> **Input for this task**
****************
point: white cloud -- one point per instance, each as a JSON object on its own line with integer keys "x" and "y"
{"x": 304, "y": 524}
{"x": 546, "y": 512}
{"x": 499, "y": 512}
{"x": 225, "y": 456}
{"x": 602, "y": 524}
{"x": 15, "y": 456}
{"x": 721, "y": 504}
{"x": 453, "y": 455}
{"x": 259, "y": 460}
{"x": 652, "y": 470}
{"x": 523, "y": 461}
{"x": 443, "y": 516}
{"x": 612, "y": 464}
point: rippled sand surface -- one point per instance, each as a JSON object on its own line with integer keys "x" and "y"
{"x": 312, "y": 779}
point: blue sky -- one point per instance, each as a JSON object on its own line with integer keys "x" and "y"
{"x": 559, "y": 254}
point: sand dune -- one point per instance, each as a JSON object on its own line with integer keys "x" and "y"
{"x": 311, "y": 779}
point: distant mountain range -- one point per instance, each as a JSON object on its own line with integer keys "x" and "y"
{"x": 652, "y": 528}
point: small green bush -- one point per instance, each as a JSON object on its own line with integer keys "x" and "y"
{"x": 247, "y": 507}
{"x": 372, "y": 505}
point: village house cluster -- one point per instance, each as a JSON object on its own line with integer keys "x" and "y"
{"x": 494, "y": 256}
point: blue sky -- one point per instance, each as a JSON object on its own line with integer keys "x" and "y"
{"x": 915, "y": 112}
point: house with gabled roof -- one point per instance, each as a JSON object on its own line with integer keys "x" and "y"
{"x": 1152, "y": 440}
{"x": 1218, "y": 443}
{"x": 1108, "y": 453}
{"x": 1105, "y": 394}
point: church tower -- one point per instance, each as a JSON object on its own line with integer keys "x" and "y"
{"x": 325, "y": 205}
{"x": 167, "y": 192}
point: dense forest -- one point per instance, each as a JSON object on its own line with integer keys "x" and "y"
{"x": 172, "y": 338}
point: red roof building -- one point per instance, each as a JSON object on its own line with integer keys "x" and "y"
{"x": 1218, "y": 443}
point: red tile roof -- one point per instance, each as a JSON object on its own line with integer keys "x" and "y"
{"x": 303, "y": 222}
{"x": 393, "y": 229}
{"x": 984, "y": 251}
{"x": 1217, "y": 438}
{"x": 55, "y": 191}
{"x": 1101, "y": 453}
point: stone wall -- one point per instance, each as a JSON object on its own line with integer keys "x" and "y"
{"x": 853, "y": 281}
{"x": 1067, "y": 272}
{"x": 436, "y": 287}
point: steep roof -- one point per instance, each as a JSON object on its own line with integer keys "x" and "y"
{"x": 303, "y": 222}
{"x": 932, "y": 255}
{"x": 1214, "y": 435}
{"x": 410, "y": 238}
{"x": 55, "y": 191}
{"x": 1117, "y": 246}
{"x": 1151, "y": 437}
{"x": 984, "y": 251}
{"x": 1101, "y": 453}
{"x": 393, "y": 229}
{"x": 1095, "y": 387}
****************
> **Written instruction**
Copy out the lines of the records above word for word, starting at the line that contains "point: stone wall" and ending at the last line of the records.

> **Result of this task**
point: stone wall -- one point per instance, each as a JSON object on its own line with integer keys "x" and "y"
{"x": 853, "y": 281}
{"x": 1067, "y": 272}
{"x": 436, "y": 287}
point: steep roof -- one point per instance, each as a JSON object on its own line with integer keys "x" and "y"
{"x": 303, "y": 222}
{"x": 932, "y": 255}
{"x": 1214, "y": 435}
{"x": 410, "y": 238}
{"x": 55, "y": 191}
{"x": 1117, "y": 246}
{"x": 1151, "y": 437}
{"x": 984, "y": 251}
{"x": 1101, "y": 453}
{"x": 393, "y": 229}
{"x": 1095, "y": 387}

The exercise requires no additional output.